**Instruction 1:** Return, word for word, the part of the passage on performance correlation below that opens with the words containing "One of the holy" and closes with "for mere seconds.".
**Instruction 2:**
Answer these questions using the passage on performance correlation below, not the listing:
(a) Which measures of underlying infrastructure health does the passage name?
(b) What do correlation engines typically rely on purely?
(c) In which environments do the static views from topology-based correlation break down?

**Excerpt to read:**
- - -

As an example, if you were to see a drop in transaction throughput and an increase in response times for the same or related transactions, you could infer that longer transaction response times would reduce the number of transactions that could be processed in a given interval. Therefore, you’d want to correlate the supporting application and infrastructure components to understand what caused the latency increase.
If the slowdown is occurring across the entire application, you would typically start by triaging the common or shared components looking for anomalous behavior or resource exhaustion across application and infrastructure components.
If it’s isolated to one or two serverless functions, containers or servers, depending on the nature of the issue, and whether it’s a performance, reliability or availability, you would triage those components and analyze service, trace and span response times, any errors reported in the logs, the code version or configuration deployed to those components, and the underlying infrastructure health such as CPU, memory, and disk performance.
By this time, with a collection of tools, you’re well into swivel chair triage and correlation.
One of the holy grails in the industry has been to build correlation engines. Correlation engines are very prone to false positives because they typically rely purely on time, have limited context, and have poor or non-existent metadata to support correlation. The tools often see the same components by different names or IP addresses, making it very difficult to establish that teams may be talking about the same component across the accumulated tools, let alone establishing clear relationships across distributed components.
Some tools use topology-based correlation , which use periodic discovery and dependency mapping to establish correlations. However, these tools create largely static views of your topology that break down in today’s ephemeral, highly dynamic Kubernetes and cloud environments where resources exist for mere seconds.

- - -

**Data extract:**
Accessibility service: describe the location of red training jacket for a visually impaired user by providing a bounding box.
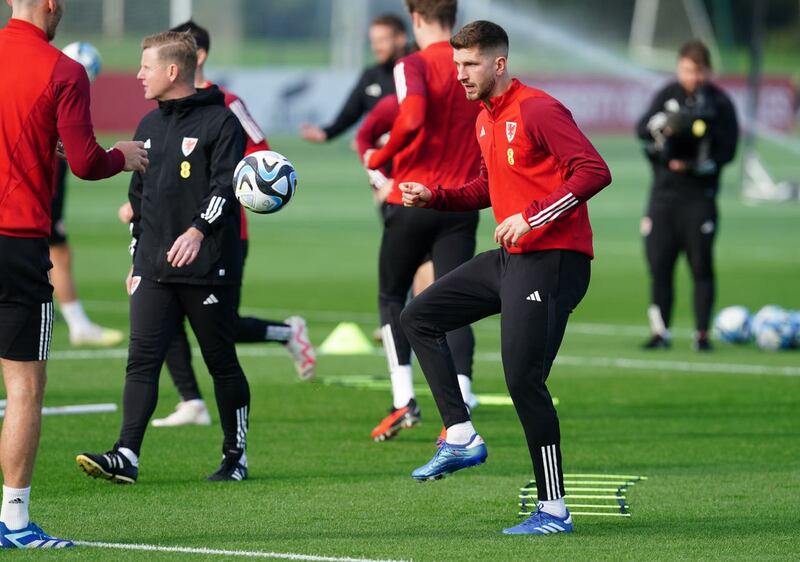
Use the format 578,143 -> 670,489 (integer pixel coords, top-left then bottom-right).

- - -

**Full answer 1:**
One of the holy grails in the industry has been to build correlation engines. Correlation engines are very prone to false positives because they typically rely purely on time, have limited context, and have poor or non-existent metadata to support correlation. The tools often see the same components by different names or IP addresses, making it very difficult to establish that teams may be talking about the same component across the accumulated tools, let alone establishing clear relationships across distributed components.
Some tools use topology-based correlation , which use periodic discovery and dependency mapping to establish correlations. However, these tools create largely static views of your topology that break down in today’s ephemeral, highly dynamic Kubernetes and cloud environments where resources exist for mere seconds.

**Full answer 2:**
(a) CPU, memory, and disk performance.
(b) Time.
(c) In today's ephemeral, highly dynamic Kubernetes and cloud environments where resources exist for mere seconds.